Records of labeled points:
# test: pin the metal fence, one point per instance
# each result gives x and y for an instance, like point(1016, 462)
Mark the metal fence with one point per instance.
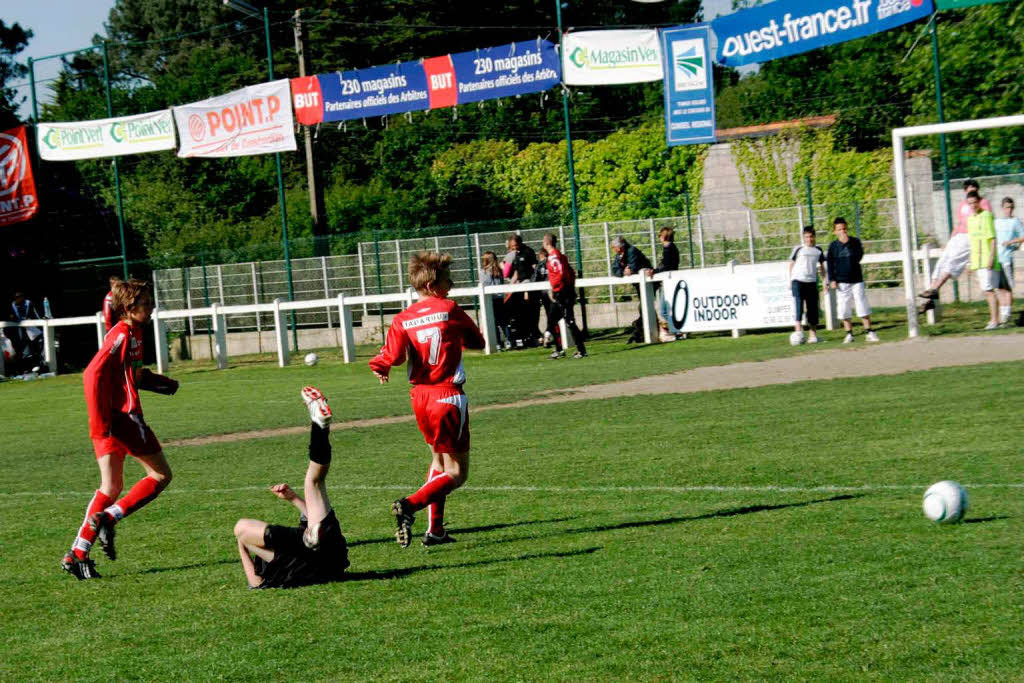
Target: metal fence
point(379, 266)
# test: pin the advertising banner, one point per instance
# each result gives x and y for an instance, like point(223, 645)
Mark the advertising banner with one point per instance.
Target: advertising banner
point(17, 188)
point(714, 299)
point(609, 57)
point(105, 137)
point(255, 120)
point(689, 86)
point(790, 27)
point(516, 69)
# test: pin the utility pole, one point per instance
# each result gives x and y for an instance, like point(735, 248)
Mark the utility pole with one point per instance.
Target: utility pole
point(316, 210)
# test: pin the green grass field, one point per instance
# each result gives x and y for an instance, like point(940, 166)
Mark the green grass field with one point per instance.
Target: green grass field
point(756, 534)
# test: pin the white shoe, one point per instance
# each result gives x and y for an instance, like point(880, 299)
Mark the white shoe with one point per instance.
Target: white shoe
point(320, 412)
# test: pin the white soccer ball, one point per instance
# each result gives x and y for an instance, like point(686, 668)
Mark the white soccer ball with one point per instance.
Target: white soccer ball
point(945, 502)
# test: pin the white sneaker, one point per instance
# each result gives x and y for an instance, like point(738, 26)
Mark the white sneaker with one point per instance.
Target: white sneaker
point(320, 412)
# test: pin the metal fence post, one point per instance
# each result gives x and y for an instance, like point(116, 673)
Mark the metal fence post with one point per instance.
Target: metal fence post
point(750, 233)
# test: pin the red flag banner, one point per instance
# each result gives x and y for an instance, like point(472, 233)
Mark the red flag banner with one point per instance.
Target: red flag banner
point(17, 188)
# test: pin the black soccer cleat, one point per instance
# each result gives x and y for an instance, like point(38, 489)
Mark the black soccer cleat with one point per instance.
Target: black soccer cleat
point(403, 518)
point(101, 523)
point(431, 540)
point(81, 569)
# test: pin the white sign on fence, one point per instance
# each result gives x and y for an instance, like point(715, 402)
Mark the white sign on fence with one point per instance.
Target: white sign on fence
point(607, 57)
point(715, 299)
point(255, 120)
point(105, 137)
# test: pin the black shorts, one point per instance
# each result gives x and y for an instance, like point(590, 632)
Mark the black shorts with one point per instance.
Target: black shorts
point(294, 564)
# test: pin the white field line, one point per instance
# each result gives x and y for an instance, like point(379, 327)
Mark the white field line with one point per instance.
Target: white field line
point(824, 488)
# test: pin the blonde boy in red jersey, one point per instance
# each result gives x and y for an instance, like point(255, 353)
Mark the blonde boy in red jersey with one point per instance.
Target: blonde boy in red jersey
point(431, 335)
point(117, 428)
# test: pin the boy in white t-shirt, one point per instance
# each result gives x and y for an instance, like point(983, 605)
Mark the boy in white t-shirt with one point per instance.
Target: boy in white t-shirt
point(806, 262)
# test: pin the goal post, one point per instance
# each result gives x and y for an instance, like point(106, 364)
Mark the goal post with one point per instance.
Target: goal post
point(899, 171)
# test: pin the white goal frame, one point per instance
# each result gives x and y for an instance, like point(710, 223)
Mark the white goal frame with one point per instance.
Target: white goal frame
point(899, 171)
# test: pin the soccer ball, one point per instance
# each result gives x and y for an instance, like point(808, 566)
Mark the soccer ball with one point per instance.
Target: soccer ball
point(945, 502)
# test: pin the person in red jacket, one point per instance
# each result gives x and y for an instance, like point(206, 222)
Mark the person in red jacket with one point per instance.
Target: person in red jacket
point(118, 429)
point(431, 334)
point(562, 281)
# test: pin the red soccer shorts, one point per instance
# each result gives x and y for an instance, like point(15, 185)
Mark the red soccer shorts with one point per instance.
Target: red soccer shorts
point(442, 415)
point(129, 435)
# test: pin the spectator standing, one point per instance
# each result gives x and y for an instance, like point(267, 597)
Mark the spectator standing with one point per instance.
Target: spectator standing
point(1010, 235)
point(847, 278)
point(629, 261)
point(981, 232)
point(956, 254)
point(562, 281)
point(491, 273)
point(806, 261)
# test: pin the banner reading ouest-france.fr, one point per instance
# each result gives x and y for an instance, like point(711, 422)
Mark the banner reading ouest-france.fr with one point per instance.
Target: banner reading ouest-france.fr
point(105, 137)
point(516, 69)
point(17, 188)
point(609, 57)
point(255, 120)
point(790, 27)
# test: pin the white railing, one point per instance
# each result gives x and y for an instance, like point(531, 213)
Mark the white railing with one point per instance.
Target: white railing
point(343, 305)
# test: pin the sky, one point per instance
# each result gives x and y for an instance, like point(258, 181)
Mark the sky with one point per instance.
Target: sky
point(58, 26)
point(67, 25)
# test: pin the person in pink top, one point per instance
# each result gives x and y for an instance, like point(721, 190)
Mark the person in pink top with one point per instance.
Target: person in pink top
point(956, 255)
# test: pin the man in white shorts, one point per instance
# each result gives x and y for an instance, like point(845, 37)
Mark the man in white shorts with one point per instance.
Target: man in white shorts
point(956, 255)
point(847, 279)
point(981, 232)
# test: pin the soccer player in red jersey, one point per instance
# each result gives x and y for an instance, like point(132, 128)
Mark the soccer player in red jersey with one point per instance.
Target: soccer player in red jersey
point(116, 425)
point(431, 335)
point(109, 318)
point(562, 281)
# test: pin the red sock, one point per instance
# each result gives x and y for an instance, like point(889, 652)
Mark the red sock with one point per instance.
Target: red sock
point(435, 511)
point(85, 535)
point(144, 491)
point(432, 492)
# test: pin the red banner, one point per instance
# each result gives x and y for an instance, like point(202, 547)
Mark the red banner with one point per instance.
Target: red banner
point(17, 188)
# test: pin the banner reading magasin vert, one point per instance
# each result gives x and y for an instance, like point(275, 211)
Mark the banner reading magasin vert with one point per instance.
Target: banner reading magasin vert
point(17, 187)
point(516, 69)
point(790, 27)
point(689, 87)
point(749, 297)
point(255, 120)
point(610, 57)
point(105, 137)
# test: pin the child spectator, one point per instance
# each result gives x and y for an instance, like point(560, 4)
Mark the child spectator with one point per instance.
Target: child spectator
point(981, 232)
point(806, 261)
point(845, 254)
point(431, 335)
point(1010, 235)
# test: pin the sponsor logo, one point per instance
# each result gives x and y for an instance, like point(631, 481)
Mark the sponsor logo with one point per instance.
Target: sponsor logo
point(12, 164)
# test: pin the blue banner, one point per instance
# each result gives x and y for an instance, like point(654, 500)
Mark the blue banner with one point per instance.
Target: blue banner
point(791, 27)
point(689, 85)
point(375, 91)
point(516, 69)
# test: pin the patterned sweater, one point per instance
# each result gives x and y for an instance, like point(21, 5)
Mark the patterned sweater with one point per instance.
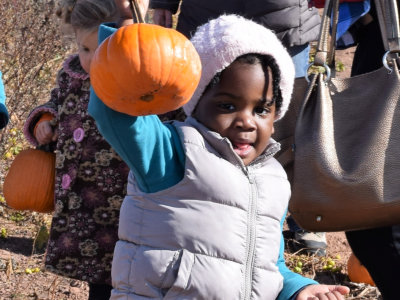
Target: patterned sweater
point(90, 182)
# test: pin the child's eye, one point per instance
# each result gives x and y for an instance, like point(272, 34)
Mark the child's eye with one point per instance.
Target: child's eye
point(262, 110)
point(84, 49)
point(226, 106)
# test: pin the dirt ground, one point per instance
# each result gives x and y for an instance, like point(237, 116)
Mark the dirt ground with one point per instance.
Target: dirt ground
point(21, 266)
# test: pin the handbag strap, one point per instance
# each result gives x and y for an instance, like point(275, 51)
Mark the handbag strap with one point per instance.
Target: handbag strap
point(388, 16)
point(325, 51)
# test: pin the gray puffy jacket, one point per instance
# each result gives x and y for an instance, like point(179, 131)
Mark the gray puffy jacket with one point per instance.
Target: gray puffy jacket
point(292, 20)
point(211, 236)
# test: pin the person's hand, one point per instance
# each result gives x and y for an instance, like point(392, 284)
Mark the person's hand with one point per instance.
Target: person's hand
point(125, 13)
point(45, 134)
point(162, 17)
point(323, 292)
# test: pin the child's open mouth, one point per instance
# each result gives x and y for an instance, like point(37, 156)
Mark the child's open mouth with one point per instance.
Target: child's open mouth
point(242, 149)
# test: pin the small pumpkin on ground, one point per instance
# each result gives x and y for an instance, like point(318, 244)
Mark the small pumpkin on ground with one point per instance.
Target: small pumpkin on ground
point(357, 272)
point(29, 184)
point(144, 69)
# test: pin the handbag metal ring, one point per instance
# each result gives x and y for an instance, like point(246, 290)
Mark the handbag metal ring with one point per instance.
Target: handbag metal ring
point(327, 71)
point(385, 60)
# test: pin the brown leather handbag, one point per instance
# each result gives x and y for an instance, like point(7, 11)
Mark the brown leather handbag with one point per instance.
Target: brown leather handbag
point(341, 138)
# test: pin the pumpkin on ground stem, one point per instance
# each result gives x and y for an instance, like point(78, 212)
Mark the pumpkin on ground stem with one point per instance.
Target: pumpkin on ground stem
point(144, 69)
point(357, 272)
point(29, 184)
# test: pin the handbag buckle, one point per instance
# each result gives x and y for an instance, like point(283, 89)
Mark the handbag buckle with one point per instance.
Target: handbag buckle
point(327, 71)
point(385, 59)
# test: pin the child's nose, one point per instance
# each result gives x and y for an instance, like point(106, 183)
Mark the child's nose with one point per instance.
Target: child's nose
point(245, 120)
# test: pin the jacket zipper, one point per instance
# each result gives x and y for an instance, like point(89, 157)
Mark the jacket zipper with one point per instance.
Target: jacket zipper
point(251, 238)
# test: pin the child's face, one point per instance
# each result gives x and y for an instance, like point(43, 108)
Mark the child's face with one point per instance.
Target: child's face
point(235, 109)
point(87, 44)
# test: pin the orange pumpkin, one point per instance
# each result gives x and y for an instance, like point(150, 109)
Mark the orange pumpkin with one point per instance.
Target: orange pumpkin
point(357, 272)
point(29, 184)
point(144, 69)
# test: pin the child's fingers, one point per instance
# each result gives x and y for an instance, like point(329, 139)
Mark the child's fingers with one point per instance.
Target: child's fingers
point(44, 133)
point(343, 290)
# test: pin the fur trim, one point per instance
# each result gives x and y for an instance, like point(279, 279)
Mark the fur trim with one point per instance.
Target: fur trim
point(220, 41)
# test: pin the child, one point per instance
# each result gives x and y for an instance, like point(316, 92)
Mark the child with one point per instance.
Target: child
point(206, 200)
point(90, 177)
point(3, 108)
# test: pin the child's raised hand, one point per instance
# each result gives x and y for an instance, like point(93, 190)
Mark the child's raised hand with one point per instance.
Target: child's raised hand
point(44, 133)
point(125, 13)
point(162, 17)
point(323, 292)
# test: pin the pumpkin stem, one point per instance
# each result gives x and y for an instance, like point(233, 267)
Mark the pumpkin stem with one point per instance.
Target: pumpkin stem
point(136, 13)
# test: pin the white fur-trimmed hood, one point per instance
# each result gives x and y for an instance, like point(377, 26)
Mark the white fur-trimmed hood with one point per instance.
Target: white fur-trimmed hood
point(220, 41)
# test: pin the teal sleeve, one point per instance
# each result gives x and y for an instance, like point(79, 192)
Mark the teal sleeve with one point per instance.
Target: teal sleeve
point(3, 108)
point(292, 282)
point(152, 150)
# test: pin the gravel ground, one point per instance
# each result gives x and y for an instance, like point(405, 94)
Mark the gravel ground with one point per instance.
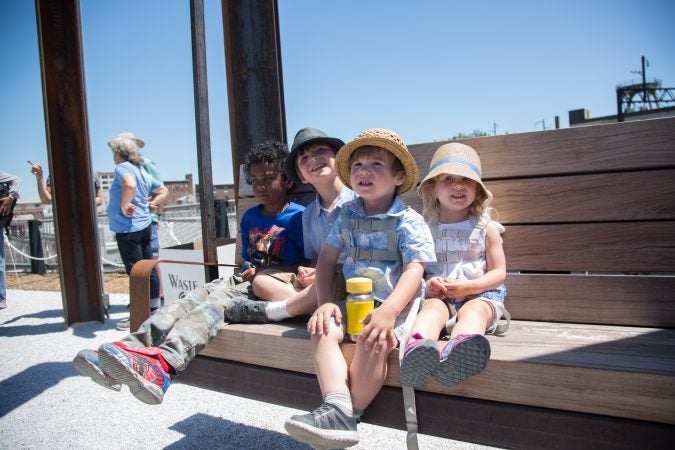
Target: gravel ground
point(45, 404)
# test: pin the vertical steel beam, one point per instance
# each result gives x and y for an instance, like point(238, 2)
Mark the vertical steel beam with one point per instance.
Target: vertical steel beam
point(205, 189)
point(254, 78)
point(60, 40)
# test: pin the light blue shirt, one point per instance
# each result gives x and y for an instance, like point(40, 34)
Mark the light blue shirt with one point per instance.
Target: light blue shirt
point(414, 243)
point(145, 185)
point(317, 222)
point(152, 169)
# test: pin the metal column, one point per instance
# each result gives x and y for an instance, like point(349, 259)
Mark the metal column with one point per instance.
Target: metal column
point(60, 40)
point(254, 78)
point(205, 187)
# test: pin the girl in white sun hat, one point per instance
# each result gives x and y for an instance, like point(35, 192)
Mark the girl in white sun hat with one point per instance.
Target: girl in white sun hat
point(468, 276)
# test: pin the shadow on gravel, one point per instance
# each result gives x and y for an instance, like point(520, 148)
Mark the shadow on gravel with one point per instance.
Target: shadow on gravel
point(207, 432)
point(26, 385)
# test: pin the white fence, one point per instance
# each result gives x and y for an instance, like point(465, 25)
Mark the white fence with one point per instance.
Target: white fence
point(178, 225)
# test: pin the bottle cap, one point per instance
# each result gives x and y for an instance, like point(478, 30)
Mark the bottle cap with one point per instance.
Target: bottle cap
point(359, 285)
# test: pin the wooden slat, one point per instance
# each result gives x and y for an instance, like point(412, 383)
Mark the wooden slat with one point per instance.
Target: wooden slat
point(646, 195)
point(646, 301)
point(593, 369)
point(484, 422)
point(636, 145)
point(609, 247)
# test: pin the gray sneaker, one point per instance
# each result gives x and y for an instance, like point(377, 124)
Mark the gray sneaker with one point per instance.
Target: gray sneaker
point(325, 427)
point(86, 363)
point(243, 310)
point(463, 357)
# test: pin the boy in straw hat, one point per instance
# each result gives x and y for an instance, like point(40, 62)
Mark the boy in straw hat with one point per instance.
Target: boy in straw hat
point(311, 161)
point(385, 241)
point(468, 277)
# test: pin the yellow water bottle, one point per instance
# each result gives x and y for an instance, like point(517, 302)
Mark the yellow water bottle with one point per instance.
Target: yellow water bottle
point(359, 304)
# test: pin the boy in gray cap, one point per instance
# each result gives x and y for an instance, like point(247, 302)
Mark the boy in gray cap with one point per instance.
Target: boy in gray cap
point(311, 161)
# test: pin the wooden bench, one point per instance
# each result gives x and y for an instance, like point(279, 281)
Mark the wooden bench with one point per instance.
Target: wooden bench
point(589, 360)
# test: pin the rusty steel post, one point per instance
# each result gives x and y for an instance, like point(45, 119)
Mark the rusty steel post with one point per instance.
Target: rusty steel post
point(254, 78)
point(205, 190)
point(60, 41)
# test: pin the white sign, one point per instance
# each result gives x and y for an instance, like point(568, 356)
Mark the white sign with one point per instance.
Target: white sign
point(179, 279)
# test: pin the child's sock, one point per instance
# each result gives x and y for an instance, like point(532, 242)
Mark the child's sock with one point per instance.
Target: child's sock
point(342, 401)
point(276, 311)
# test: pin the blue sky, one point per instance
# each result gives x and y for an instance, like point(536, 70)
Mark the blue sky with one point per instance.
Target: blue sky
point(427, 69)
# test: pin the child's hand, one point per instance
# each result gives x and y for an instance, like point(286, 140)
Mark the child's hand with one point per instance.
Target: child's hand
point(306, 276)
point(436, 287)
point(247, 271)
point(378, 330)
point(129, 210)
point(319, 323)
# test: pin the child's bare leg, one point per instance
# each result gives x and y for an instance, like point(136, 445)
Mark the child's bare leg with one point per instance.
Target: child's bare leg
point(269, 288)
point(421, 357)
point(303, 302)
point(431, 319)
point(329, 363)
point(367, 374)
point(473, 318)
point(468, 351)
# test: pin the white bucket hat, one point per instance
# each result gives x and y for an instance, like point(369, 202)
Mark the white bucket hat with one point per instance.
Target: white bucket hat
point(126, 136)
point(455, 159)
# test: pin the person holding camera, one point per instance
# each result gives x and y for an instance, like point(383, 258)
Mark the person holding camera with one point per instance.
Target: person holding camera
point(9, 194)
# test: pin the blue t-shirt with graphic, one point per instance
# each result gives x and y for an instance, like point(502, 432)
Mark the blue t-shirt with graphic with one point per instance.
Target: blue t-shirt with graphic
point(272, 240)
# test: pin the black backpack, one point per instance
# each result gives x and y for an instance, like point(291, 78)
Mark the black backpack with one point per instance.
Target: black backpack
point(6, 219)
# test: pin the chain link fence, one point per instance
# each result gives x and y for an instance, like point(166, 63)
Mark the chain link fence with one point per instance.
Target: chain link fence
point(178, 225)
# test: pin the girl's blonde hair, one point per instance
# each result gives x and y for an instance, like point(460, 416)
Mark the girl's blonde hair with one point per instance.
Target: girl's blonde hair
point(431, 207)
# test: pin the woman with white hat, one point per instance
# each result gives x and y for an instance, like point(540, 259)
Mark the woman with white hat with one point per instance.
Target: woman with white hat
point(129, 209)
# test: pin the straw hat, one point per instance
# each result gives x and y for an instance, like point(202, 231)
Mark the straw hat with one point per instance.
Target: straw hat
point(126, 135)
point(303, 138)
point(383, 138)
point(455, 159)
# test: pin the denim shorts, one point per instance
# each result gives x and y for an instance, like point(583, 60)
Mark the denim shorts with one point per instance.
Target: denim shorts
point(495, 298)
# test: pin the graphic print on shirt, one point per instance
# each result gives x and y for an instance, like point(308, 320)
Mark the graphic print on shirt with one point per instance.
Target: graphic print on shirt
point(266, 246)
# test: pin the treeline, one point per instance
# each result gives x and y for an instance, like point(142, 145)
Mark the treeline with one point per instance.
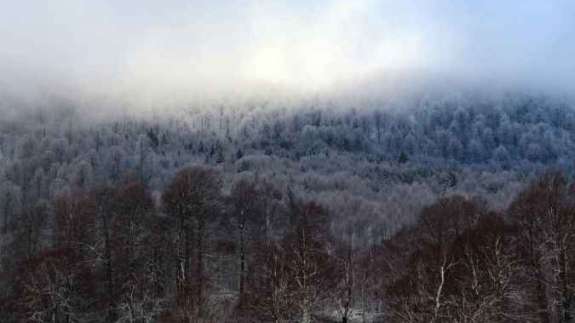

● **Job**
Could you copy out, line for line, the records starting at the line containing "# test: pin the denim" and ending with the last line of the records above, leaving out the pictures?

● **Correct output**
# test: pin the denim shorts, one point per instance
# each result gives x and y for an instance, like point(583, 60)
Mark the denim shorts with one point per instance.
Target: denim shorts
point(495, 298)
# test: pin the graphic print on shirt, one point per instance
# each result gives x and y for an instance, like point(308, 320)
Mark the graphic print on shirt with one point per instance.
Target: graphic print on shirt
point(266, 246)
# test: pin the treeline, one point per instance
# each result gives x and y for an instance, like point(142, 145)
Mark the treeline with one point per instance.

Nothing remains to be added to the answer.